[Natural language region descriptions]
★ ★ ★

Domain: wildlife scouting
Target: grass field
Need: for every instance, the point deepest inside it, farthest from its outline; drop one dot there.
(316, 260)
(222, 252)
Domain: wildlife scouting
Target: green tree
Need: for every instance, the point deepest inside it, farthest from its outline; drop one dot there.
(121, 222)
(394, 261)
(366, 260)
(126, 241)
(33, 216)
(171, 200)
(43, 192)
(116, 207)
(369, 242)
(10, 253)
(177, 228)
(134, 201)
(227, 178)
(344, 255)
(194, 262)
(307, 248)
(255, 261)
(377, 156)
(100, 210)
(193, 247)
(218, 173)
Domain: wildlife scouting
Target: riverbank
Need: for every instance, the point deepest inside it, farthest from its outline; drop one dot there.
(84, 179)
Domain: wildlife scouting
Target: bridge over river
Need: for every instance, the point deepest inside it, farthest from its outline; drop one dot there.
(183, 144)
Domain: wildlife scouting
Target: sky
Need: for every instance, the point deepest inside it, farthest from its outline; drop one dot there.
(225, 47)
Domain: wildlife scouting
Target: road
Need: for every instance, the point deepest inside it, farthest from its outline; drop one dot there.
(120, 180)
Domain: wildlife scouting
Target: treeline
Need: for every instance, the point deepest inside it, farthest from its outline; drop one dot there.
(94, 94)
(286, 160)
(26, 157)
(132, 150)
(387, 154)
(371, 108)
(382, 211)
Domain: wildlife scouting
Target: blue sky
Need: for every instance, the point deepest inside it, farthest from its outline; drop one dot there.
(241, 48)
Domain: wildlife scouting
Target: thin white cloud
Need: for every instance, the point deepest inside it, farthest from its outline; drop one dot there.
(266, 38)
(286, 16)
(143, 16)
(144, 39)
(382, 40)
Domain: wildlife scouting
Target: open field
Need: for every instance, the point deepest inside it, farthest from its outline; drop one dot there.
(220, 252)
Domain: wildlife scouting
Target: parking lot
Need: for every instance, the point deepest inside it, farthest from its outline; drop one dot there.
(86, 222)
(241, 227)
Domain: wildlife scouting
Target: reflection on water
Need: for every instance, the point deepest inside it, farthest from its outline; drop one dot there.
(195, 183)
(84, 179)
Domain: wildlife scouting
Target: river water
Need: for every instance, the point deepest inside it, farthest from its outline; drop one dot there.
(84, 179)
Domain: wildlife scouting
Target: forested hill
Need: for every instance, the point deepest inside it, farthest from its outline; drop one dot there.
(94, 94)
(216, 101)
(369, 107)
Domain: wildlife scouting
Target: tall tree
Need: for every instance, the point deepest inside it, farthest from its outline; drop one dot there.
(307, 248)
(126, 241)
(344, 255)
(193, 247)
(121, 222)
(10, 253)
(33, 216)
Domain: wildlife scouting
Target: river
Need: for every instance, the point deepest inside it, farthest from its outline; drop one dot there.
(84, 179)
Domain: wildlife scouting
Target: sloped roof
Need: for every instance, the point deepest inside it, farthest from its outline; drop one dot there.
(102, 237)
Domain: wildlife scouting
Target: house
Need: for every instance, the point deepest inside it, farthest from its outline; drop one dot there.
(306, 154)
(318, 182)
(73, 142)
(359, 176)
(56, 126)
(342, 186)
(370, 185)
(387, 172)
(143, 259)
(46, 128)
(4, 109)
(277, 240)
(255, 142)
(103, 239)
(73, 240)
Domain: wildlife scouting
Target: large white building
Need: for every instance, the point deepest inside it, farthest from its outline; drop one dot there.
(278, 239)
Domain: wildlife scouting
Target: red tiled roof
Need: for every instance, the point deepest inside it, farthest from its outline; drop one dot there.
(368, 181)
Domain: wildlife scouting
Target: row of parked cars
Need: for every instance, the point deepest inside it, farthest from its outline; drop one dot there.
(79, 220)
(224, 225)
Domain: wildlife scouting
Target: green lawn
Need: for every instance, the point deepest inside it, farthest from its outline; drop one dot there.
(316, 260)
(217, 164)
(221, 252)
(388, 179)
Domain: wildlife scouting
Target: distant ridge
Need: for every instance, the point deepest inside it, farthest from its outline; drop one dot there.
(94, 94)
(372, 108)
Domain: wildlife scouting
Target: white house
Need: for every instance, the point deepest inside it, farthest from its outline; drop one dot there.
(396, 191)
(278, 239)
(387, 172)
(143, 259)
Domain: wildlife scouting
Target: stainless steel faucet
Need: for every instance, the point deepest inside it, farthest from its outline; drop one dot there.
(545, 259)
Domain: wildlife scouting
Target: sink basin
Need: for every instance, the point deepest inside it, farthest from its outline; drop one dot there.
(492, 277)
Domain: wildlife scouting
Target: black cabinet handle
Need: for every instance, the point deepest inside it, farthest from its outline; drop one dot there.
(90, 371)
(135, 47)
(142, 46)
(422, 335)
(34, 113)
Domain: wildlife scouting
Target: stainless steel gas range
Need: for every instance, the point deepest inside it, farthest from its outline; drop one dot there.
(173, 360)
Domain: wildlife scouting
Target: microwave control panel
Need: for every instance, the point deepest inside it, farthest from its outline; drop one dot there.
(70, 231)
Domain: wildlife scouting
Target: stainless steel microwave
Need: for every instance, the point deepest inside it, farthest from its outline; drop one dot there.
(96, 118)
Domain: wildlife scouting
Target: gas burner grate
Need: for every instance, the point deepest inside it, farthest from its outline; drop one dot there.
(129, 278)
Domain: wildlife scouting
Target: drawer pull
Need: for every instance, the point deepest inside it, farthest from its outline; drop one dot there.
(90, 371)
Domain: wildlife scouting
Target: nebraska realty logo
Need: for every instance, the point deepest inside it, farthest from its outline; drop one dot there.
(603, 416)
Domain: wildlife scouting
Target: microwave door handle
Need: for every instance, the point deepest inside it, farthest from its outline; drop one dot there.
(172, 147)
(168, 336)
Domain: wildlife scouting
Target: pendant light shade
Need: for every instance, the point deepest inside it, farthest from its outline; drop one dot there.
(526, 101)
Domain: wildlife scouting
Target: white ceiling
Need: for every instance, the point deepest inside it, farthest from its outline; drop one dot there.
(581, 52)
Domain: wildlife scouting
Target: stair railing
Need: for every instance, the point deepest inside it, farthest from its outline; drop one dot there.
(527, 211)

★ ★ ★

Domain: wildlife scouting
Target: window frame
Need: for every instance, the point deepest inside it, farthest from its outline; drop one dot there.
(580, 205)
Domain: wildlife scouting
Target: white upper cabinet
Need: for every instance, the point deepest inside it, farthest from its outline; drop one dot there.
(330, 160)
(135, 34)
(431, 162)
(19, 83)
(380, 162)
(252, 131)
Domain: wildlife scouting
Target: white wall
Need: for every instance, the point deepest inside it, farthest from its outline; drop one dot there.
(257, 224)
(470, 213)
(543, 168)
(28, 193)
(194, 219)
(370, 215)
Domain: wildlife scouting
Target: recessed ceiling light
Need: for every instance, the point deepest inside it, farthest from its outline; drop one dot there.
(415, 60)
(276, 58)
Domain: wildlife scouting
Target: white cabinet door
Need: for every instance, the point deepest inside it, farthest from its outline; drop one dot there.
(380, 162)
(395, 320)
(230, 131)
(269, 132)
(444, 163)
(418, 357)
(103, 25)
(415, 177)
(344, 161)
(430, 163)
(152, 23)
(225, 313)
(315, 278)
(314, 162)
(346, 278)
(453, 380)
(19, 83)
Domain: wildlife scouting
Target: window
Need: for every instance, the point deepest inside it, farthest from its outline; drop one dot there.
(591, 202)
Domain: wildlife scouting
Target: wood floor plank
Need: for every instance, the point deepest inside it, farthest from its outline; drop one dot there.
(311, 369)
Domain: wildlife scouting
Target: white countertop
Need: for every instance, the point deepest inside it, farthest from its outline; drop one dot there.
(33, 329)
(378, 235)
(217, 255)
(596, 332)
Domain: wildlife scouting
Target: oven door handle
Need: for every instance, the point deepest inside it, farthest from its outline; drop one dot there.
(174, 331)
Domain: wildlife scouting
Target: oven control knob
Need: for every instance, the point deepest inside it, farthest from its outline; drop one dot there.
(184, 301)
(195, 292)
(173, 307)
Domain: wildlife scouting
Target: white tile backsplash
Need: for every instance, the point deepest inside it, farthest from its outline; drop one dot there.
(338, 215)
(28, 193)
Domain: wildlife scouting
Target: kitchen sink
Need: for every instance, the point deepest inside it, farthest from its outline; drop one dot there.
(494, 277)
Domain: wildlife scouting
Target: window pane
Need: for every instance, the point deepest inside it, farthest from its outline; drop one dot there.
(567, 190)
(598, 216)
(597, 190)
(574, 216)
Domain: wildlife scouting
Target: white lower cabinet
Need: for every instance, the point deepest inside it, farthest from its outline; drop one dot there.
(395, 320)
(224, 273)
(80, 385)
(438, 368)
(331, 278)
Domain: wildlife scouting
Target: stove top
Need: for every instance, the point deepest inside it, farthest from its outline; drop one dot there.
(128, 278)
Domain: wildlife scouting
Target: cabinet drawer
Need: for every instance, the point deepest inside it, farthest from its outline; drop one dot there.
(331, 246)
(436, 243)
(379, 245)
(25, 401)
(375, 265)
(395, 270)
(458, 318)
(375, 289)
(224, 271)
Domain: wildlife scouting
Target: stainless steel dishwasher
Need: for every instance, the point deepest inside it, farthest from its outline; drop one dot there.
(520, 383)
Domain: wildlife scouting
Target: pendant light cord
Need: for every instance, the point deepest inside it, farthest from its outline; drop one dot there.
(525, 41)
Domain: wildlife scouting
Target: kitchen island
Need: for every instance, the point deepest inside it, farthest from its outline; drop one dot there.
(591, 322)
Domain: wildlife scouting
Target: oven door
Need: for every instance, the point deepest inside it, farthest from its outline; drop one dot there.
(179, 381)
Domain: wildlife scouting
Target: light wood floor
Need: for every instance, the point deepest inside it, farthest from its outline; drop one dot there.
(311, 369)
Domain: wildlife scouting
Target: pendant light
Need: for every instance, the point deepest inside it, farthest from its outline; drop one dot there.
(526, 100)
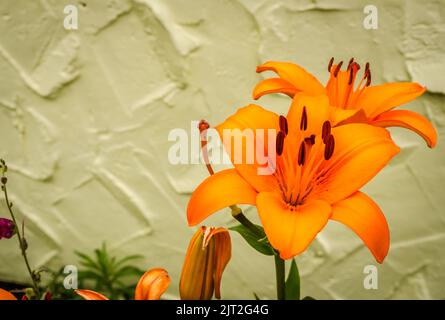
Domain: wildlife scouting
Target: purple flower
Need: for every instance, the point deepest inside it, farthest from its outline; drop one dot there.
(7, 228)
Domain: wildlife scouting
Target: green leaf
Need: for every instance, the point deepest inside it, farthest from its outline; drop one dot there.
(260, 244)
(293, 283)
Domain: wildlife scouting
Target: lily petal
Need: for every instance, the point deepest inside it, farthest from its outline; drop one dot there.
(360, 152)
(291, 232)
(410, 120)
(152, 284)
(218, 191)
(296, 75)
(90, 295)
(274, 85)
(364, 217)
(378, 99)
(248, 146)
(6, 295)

★ ★ ★

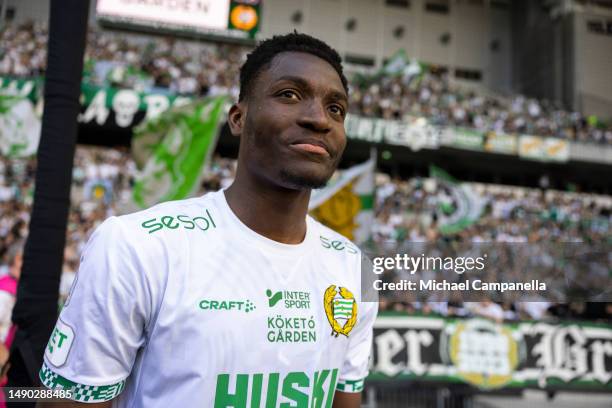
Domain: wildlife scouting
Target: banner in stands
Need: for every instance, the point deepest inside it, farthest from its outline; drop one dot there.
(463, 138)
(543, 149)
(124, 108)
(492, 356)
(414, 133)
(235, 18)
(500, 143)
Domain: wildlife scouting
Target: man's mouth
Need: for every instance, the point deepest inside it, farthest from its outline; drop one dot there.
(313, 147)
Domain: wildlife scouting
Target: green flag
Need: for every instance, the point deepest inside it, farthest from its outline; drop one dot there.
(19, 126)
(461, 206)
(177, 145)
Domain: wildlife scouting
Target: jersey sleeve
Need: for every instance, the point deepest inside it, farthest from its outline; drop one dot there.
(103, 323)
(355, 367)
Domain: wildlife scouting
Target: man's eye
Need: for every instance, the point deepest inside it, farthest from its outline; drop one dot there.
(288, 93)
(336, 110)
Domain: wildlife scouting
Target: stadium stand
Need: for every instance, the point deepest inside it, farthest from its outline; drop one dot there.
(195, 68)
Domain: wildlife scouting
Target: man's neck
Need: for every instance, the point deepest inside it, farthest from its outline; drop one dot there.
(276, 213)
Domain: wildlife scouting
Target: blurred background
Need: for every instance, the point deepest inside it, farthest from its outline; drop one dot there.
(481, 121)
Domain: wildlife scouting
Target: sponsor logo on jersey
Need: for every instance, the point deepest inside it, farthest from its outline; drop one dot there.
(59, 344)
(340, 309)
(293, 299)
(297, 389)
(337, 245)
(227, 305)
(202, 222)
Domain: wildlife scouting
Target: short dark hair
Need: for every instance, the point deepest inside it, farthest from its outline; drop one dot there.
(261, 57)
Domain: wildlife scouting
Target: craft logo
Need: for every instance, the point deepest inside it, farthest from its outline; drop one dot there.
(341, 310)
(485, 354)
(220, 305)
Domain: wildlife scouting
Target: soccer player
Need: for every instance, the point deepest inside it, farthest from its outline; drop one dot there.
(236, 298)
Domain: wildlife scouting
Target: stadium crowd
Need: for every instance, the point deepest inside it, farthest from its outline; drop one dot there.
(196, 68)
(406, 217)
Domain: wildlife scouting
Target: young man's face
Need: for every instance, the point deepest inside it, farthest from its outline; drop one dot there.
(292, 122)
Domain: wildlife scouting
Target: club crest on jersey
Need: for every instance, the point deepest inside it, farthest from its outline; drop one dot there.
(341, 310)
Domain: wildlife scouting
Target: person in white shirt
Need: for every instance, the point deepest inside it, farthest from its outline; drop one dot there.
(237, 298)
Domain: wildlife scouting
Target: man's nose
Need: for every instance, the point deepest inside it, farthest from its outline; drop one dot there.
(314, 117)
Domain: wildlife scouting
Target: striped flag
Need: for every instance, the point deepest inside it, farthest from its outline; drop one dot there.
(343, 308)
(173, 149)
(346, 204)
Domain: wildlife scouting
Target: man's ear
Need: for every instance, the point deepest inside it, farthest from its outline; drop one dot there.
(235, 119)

★ ★ ★

— What you have to do —
Within the records, filter for lines that contain the word "roof" and show each one.

— Response —
Target: sloped roof
Target: red tiled roof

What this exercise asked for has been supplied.